> Exercise requirements
A word-for-word copy of the entries is needed, and it should contain no images.

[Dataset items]
++++++

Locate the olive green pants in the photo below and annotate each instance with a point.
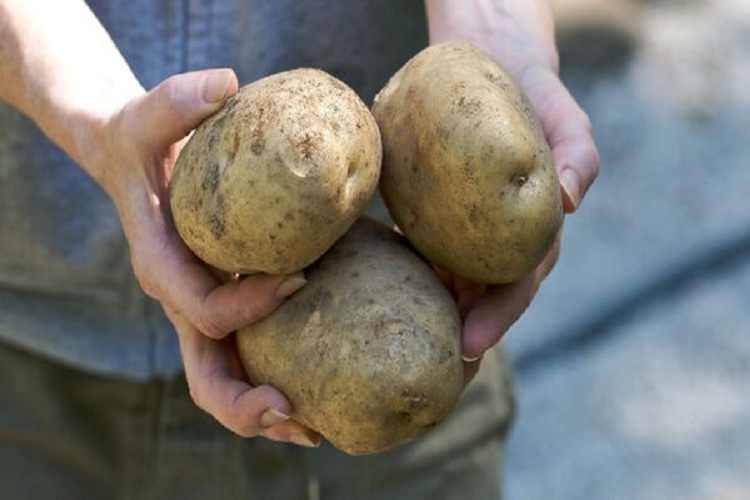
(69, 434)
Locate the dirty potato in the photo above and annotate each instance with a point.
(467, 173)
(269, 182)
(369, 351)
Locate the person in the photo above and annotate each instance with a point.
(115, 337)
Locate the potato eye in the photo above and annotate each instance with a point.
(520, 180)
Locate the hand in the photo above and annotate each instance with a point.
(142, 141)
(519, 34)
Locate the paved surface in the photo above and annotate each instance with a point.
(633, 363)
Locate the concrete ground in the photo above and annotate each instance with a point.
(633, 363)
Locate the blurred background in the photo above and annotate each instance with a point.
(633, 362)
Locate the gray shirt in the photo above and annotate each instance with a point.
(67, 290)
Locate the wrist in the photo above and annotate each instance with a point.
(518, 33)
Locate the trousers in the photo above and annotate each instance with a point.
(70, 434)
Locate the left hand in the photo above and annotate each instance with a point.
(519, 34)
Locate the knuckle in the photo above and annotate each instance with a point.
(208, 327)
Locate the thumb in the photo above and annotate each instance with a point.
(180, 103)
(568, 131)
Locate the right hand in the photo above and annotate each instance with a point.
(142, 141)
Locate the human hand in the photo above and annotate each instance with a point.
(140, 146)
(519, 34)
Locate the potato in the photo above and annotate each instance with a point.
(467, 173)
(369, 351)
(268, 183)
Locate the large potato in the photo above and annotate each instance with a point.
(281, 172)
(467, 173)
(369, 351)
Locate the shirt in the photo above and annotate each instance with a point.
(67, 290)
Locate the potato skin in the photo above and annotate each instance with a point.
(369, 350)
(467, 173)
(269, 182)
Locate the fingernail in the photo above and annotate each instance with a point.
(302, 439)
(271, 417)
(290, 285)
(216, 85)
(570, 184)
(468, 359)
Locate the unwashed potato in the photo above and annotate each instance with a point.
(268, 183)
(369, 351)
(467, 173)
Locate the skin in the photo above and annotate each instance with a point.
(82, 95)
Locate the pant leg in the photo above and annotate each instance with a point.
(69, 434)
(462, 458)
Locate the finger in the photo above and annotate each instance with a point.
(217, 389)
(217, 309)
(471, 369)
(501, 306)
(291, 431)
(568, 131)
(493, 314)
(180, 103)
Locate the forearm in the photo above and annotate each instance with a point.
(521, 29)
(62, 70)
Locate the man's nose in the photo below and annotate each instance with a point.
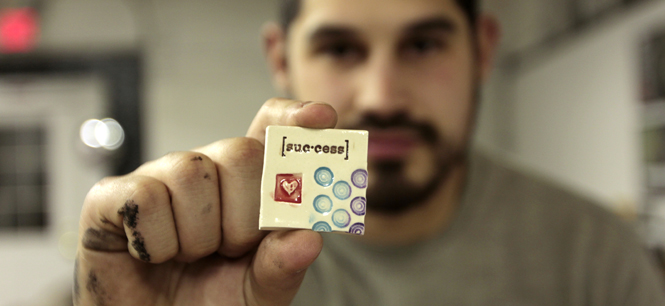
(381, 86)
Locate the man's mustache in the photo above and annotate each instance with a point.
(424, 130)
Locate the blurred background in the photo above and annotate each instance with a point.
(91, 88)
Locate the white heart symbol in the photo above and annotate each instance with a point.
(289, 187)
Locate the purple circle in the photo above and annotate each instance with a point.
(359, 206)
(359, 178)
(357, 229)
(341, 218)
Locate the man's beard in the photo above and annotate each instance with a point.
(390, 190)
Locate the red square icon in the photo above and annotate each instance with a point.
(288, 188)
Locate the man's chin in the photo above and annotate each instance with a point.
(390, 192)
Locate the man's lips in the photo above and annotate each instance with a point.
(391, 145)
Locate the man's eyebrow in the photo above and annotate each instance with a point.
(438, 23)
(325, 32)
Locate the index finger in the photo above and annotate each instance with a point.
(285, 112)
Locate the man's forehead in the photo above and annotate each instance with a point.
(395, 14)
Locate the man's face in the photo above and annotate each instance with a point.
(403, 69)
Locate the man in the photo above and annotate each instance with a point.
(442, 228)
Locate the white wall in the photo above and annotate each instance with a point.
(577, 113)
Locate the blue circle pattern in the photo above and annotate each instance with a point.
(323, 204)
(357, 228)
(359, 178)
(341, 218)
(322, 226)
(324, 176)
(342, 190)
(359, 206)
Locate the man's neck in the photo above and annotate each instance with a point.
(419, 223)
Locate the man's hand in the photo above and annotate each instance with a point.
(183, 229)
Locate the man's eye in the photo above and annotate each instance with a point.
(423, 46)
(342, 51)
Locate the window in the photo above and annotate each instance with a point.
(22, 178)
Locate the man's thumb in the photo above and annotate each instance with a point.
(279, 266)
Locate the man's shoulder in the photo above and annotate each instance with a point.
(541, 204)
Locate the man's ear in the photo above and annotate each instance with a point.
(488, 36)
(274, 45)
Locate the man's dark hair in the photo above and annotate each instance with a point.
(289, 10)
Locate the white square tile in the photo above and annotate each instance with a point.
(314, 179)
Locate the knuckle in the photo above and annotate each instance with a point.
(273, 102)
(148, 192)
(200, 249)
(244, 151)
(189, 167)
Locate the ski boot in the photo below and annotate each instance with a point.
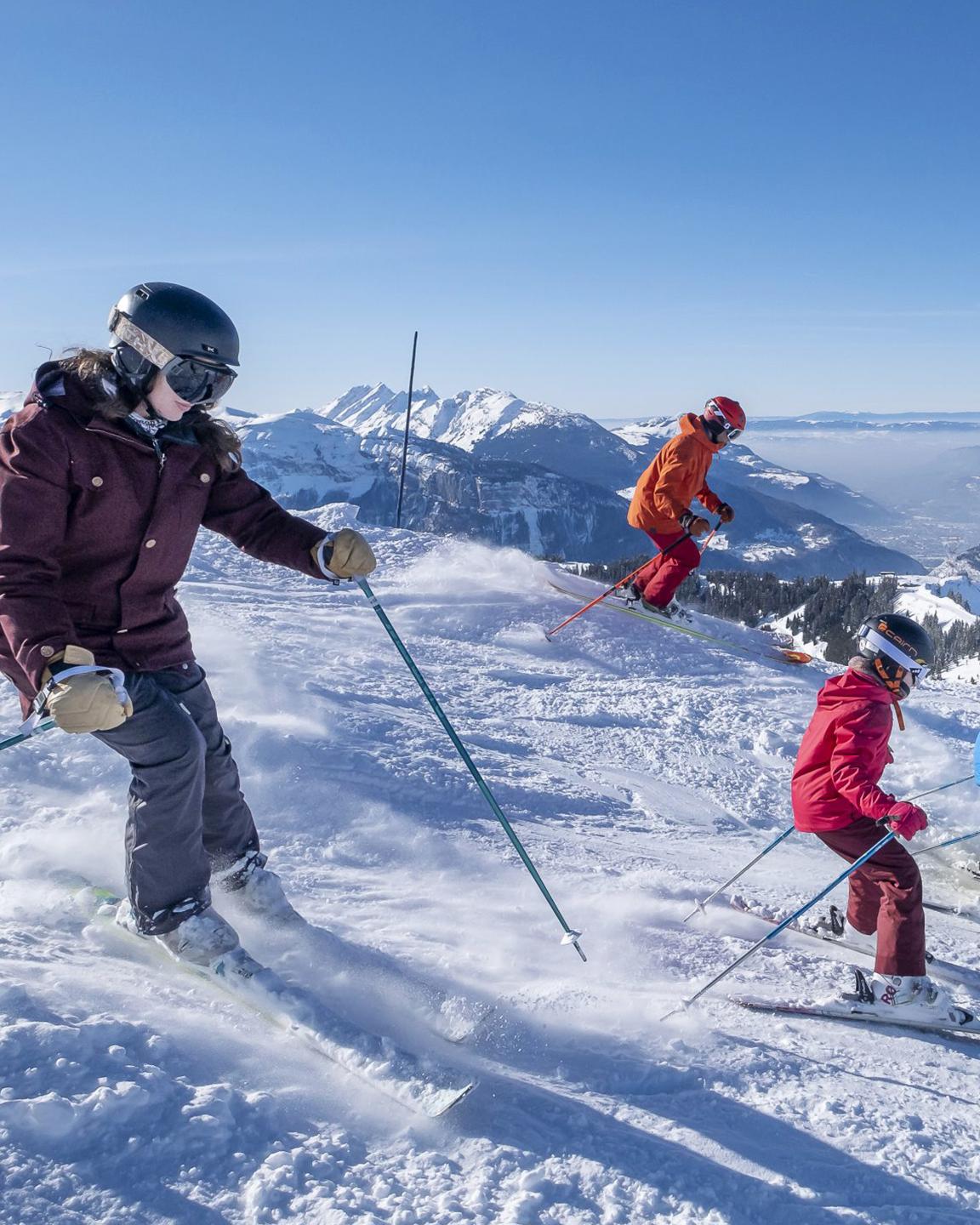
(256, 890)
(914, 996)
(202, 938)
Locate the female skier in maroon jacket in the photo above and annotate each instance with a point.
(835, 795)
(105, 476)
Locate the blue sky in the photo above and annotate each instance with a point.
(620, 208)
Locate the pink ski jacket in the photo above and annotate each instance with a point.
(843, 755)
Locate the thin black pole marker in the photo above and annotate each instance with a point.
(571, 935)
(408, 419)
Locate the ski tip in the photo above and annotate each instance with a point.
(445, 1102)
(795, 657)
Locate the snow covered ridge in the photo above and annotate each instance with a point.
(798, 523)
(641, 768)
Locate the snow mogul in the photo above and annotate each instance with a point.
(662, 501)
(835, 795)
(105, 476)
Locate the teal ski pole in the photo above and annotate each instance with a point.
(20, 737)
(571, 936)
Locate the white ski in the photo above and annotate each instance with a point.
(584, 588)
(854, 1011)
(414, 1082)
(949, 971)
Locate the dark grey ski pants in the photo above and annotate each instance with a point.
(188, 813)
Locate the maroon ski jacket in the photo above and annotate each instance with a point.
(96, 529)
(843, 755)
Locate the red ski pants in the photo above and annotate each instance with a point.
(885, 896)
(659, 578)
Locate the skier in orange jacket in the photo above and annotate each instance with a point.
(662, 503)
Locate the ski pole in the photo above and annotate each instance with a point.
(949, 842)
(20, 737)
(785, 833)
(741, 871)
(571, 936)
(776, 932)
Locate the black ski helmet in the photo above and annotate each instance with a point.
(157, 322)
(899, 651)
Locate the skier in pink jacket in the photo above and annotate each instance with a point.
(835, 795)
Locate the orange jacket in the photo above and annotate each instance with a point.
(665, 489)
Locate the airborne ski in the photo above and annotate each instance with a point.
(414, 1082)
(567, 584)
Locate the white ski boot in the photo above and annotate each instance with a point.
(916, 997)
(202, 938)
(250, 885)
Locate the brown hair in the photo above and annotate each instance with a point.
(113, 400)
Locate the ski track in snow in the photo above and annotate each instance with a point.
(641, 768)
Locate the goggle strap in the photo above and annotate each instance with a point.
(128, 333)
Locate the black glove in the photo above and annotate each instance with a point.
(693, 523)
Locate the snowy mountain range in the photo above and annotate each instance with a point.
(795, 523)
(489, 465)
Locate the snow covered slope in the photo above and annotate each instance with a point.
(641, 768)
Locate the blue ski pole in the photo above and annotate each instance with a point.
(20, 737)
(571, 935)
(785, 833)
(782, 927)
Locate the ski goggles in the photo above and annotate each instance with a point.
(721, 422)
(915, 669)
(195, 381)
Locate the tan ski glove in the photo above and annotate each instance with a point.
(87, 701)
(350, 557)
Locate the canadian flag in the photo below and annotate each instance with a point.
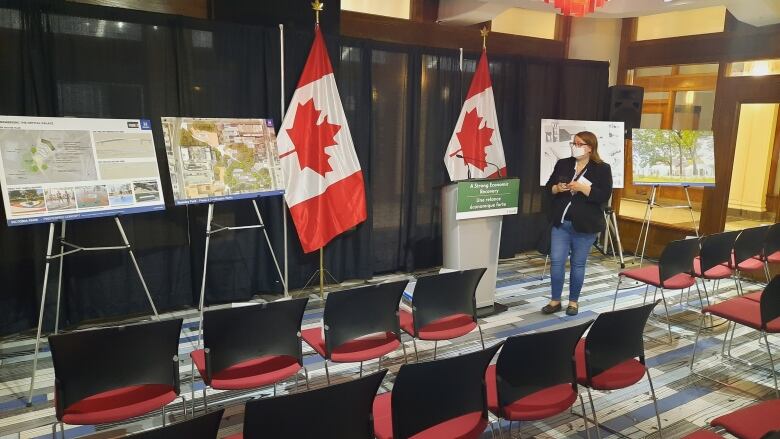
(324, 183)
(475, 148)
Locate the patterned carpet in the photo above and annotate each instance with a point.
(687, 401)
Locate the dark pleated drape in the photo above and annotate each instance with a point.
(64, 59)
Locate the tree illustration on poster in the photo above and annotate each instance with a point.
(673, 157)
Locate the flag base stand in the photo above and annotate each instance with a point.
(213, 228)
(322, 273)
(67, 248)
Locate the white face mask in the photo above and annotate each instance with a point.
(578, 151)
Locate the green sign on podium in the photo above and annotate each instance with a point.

++++++

> Answer box
Locate the olive green pants in the photo below and annotate each instance with a point.
(69, 434)
Locate the dirty potato in the photo above and annotate each instance with a point.
(467, 173)
(269, 182)
(369, 351)
Locate the person in the photo above and annotate each instance with a point.
(115, 337)
Locate the potato eye in the photo above and annotate each instance with a point.
(520, 180)
Locate the hand in the photo above and annotate each instance with a point.
(142, 141)
(519, 34)
Locate the paved surface in the photo above and annotate each instance with a point.
(633, 363)
Locate the concrete ground in the photo above and annotate each instance with a point.
(633, 363)
Locate the blurred background in the photo above and annotate each instance with a point.
(633, 362)
Locate the gray shirt in the photo above and annotate each instance with a point.
(67, 290)
Locate the wrist in the photo above and annotate each instance with a point.
(518, 33)
Locate the trousers in the photo above and annotate each instance with a point.
(70, 434)
Locate the left hand in the photo above and annotate each instance with a point.
(519, 34)
Locate the knuckle in the photo above and annotate each instance with a point.
(208, 327)
Locate the thumb in the photo above and annotate each instance with a point.
(180, 103)
(568, 131)
Locate the right hand in the photo above and annotate each instance with a point.
(142, 141)
Locate the human hand in the photo above and annotate each instance with a point.
(140, 146)
(519, 34)
Locate the potato in the photo above and annotate each instance with a point.
(467, 173)
(369, 351)
(268, 183)
Locate the large potato in the photo above and annotate each instance with a point.
(281, 172)
(467, 173)
(369, 351)
Locate the shirt in the photo above and annotate each instance with a point.
(67, 290)
Locate the potato skin in the photo above and annotate each instance with a point.
(369, 350)
(467, 173)
(269, 182)
Locate the fingernail in the photo above and annotate each instance with a point.
(302, 439)
(271, 417)
(290, 285)
(216, 85)
(570, 184)
(468, 359)
Locate the unwashed potato in the photo above and annotate each instance with a point.
(268, 183)
(369, 351)
(467, 173)
Locate the skin in the photo above and annotate each instance with a point.
(82, 95)
Locate the pant leg in the photo above and annotate each instance with a point.
(69, 434)
(462, 458)
Locate the finger in the photo above and annotate each instance with a point.
(217, 389)
(217, 309)
(471, 369)
(501, 306)
(291, 431)
(568, 131)
(493, 314)
(180, 103)
Locate the forearm in the photo above and annotate each instance with a point.
(521, 29)
(62, 70)
Locate the man's nose in the photo below and annotate each instance with a point.
(381, 86)
Locate the man's mustache in the photo above and annotate each instance with a point.
(424, 130)
Locate the blurred background in the photo above and annotate each instance with a point.
(91, 88)
Locate the white heart symbol in the photo above and annotate each instance with a point.
(289, 187)
Locate the purple circle in the photo above and annotate each instance with a point.
(359, 206)
(359, 178)
(357, 229)
(341, 218)
Locate the man's beard in the photo above and annotate each instance with a point.
(390, 190)
Locate the red square icon in the photo above and annotate each instance with a point.
(288, 188)
Locate the man's chin in the photo above and annotate each instance with a point.
(390, 192)
Locate the man's lips in the photo above and annotate each instance with a point.
(391, 145)
Locate the man's eyebrow in the photo above and annotate each instance with a point.
(438, 23)
(325, 32)
Locate the index finger in the photo above and annotate each instance with a point.
(285, 112)
Locate the man's forehead in the photo above and annotate each instance with a point.
(395, 14)
Locate the man's face in the photo above and annotate each instance with a point.
(403, 69)
Locate the man in the photo above and annotate each instance with a point.
(442, 228)
Locate the white wall in the photo above and annotate each instance with a point.
(577, 113)
Locate the blue circle pattern in the photo above and annotate each instance with a point.
(323, 204)
(357, 228)
(359, 178)
(341, 218)
(322, 226)
(324, 176)
(342, 190)
(359, 206)
Locate the man's neck in the photo above and annotate each instance with a point.
(419, 223)
Locate the man's hand in the photo above and annotate each instance with a point.
(183, 229)
Locate the man's eye in the photo above and annotate each instance with a point.
(423, 46)
(342, 51)
Locate the window in the photo above and annotate each instance with a point.
(22, 178)
Locate the man's thumb in the photo above and annotate each instance with a point.
(279, 266)
Locate the man's shoulder in the photo above and annotate each instance with a point.
(541, 204)
Locate the man's ear in the photo above and annotate each instance with a point.
(488, 36)
(274, 45)
Locate the man's dark hair in the photo above and annotate each instance with a point.
(289, 10)
Locate the white square tile in the photo above and annotate each instance with a point.
(314, 179)
Locate the knuckle in the photo above and annotate each instance with a point.
(273, 102)
(148, 192)
(200, 249)
(244, 151)
(189, 167)
Locate the ski boot in the photo below and annotate each instance with a point.
(256, 890)
(914, 996)
(202, 938)
Locate the female skier in maroon jacket in the photo above and annotate each instance with a point.
(835, 795)
(105, 476)
Locate the blue sky in the photo above and annotate each instance with a point.
(620, 208)
Locate the pink ski jacket in the photo above and annotate each instance with a point.
(843, 755)
Locate the thin black pole marker in the photo above and annotate each instance with a point.
(571, 935)
(408, 419)
Locate the ski tip in the photo above and annotate each instance with a point.
(445, 1102)
(795, 657)
Locate the snow covered ridge in the photo above and annotate each instance with a point.
(798, 523)
(641, 768)
Locate the snow mogul in the photo above and annotate each instance with a point.
(662, 501)
(835, 795)
(105, 476)
Locate the teal ski pole in the photo above and annotate each instance with a point.
(20, 737)
(571, 936)
Locate the white ski in the photo above and annotate each instance with a point.
(584, 588)
(854, 1011)
(414, 1082)
(949, 971)
Locate the dark grey ski pants in the photo above and annotate each instance with a point.
(188, 813)
Locate the maroon ski jacket in the photo above and annotate each instance with a point.
(96, 529)
(843, 755)
Locate the red ski pants in the photo above and annotate each instance with a point.
(885, 896)
(659, 578)
Locate the skier in orange jacket in the photo above and annotate each instance with a point.
(662, 503)
Locate the ski pole in the photo above and annotate each instance with a point.
(949, 842)
(20, 737)
(785, 833)
(741, 871)
(571, 936)
(776, 932)
Locate the black ski helmet in the photo above and annotate each instance with a point.
(157, 322)
(899, 651)
Locate the skier in pink jacket in the photo above and annotate each instance with a point.
(835, 795)
Locate the orange jacket in the photo above and annotate each instance with a point.
(665, 489)
Locate the airborne ski in the photo above and annotate each instance with a point.
(414, 1082)
(567, 584)
Locate the white ski boot in the photo above and annotate each instance with a point.
(916, 997)
(202, 938)
(250, 885)
Locate the brown hair in the photo above and annotate each instance with a point.
(113, 400)
Locate the ski track in snow in the photo above and annotate each instance with a point.
(641, 768)
Locate the goggle strap in the photo above and annotate each instance with a point.
(128, 333)
Locate the black glove in the photo above and annotate each instance with a point.
(693, 523)
Locate the snowy mountain range in the photo above and annotate each instance with a point.
(795, 523)
(489, 465)
Locate the snow covered slope in the photo above and annotate each instance with a point.
(641, 768)
Locate the blue ski pole in the photo above and annotate each instance with a point.
(20, 737)
(571, 935)
(785, 833)
(782, 927)
Locate the ski goggles in the photo above and annotate each instance with a point.
(721, 422)
(915, 669)
(195, 381)
Locate the tan ski glove in the photo above and annotate each instance with a point.
(87, 701)
(350, 557)
Locate the canadian flag in the photo below and annotate each instance with a point.
(324, 183)
(475, 148)
Locate the patterned carpet in the photo above and annotate each instance with a point.
(687, 401)
Locate the dark pleated drape in the photo above and annotate each instance with a point.
(64, 59)
Locate the tree illustration on poster in the photo above and annotate each instance with a point.
(673, 157)
Locate the flag base stand in the photo above and annotate each instance with a point.
(213, 228)
(322, 273)
(67, 248)
Locate the white face mask in the photo above and annotate each instance with a point.
(578, 151)
Locate the green sign on podium in the photo above and annotate each instance with a point.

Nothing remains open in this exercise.